Exercise:
Start at the top line and retype the data exactly through to the end.

══ Data supplied ══

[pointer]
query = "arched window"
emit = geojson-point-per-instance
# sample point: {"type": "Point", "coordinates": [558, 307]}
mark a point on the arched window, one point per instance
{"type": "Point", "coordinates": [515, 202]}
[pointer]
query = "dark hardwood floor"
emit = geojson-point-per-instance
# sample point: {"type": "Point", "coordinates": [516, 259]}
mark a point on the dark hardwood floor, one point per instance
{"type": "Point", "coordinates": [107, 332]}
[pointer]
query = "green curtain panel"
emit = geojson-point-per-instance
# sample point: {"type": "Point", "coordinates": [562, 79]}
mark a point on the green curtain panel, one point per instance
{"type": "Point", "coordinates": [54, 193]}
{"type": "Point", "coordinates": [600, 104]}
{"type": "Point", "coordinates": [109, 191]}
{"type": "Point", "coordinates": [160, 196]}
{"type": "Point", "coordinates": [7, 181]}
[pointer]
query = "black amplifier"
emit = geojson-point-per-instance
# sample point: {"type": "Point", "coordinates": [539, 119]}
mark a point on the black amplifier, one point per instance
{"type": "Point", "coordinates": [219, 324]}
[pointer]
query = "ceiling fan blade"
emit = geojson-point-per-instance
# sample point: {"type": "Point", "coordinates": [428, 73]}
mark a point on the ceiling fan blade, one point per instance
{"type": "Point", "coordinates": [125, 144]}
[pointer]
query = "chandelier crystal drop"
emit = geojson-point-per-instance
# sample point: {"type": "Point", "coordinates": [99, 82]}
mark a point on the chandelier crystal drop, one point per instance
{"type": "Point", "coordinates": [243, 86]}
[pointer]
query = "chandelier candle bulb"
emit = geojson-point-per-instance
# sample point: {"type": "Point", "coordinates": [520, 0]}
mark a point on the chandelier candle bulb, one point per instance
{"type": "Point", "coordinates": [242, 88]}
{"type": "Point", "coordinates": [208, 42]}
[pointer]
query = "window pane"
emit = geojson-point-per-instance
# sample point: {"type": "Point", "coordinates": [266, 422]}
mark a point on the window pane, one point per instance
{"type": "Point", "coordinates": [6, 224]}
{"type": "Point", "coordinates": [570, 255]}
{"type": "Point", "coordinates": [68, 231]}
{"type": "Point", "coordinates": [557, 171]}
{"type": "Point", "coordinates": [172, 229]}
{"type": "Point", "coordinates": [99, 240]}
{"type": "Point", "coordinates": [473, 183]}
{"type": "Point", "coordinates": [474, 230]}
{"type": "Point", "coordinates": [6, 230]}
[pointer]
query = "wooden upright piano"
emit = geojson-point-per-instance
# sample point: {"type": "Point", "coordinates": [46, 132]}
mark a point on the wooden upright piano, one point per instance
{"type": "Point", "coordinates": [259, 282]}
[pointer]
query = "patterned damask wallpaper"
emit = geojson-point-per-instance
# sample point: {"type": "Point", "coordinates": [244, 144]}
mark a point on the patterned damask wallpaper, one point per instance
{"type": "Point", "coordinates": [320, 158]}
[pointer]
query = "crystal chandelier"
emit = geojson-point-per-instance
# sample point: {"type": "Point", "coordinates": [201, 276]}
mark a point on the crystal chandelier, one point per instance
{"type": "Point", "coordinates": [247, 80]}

═══

Expected answer:
[pointer]
query = "arched window"
emit = geojson-point-per-instance
# sample point: {"type": "Point", "coordinates": [558, 307]}
mark a point on the arched window, one point per instance
{"type": "Point", "coordinates": [515, 202]}
[pointer]
query = "dark hardwood floor"
emit = geojson-point-per-instance
# sample point: {"type": "Point", "coordinates": [516, 259]}
mark a point on the dark hardwood floor, one point per instance
{"type": "Point", "coordinates": [107, 332]}
[pointer]
query = "green curtain panel"
emit = geojson-point-per-instance
# sample point: {"type": "Point", "coordinates": [562, 79]}
mark a point on the green curtain panel, one point per instance
{"type": "Point", "coordinates": [54, 193]}
{"type": "Point", "coordinates": [600, 104]}
{"type": "Point", "coordinates": [109, 191]}
{"type": "Point", "coordinates": [160, 196]}
{"type": "Point", "coordinates": [7, 181]}
[pointer]
query = "black amplifier"
emit = geojson-point-per-instance
# sample point: {"type": "Point", "coordinates": [539, 119]}
mark a point on the black amplifier, one point per instance
{"type": "Point", "coordinates": [219, 324]}
[pointer]
query = "ceiling fan blade"
emit = geojson-point-per-instance
# sample point: {"type": "Point", "coordinates": [428, 73]}
mark a point on the ceiling fan blade, one point per instance
{"type": "Point", "coordinates": [125, 144]}
[pointer]
query = "chandelier crystal drop"
emit = geojson-point-per-instance
# sample point: {"type": "Point", "coordinates": [99, 82]}
mark a point on the chandelier crystal drop, one point per instance
{"type": "Point", "coordinates": [243, 86]}
[pointer]
query = "chandelier candle bulb"
emit = geojson-point-per-instance
# sample point: {"type": "Point", "coordinates": [520, 0]}
mark a point on the chandelier candle bulb, one point per instance
{"type": "Point", "coordinates": [242, 88]}
{"type": "Point", "coordinates": [208, 42]}
[pointer]
query = "window pane"
emit = geojson-point-per-instance
# sample point: {"type": "Point", "coordinates": [266, 422]}
mark a point on the window pane, one point per instance
{"type": "Point", "coordinates": [6, 224]}
{"type": "Point", "coordinates": [570, 255]}
{"type": "Point", "coordinates": [68, 231]}
{"type": "Point", "coordinates": [557, 171]}
{"type": "Point", "coordinates": [172, 229]}
{"type": "Point", "coordinates": [99, 240]}
{"type": "Point", "coordinates": [473, 183]}
{"type": "Point", "coordinates": [474, 230]}
{"type": "Point", "coordinates": [6, 230]}
[pointer]
query = "wooden upright piano"
emit = geojson-point-per-instance
# sample point: {"type": "Point", "coordinates": [46, 132]}
mark a point on the wooden upright piano, one point per instance
{"type": "Point", "coordinates": [259, 282]}
[pointer]
query = "patterned damask wallpaper"
emit = geojson-point-per-instance
# sample point: {"type": "Point", "coordinates": [244, 144]}
mark a point on the patterned damask wallpaper, one point per instance
{"type": "Point", "coordinates": [320, 158]}
[pointer]
query = "crystal chandelier"
emit = geojson-point-per-instance
# sample point: {"type": "Point", "coordinates": [201, 276]}
mark a point on the crystal chandelier, one point per instance
{"type": "Point", "coordinates": [247, 80]}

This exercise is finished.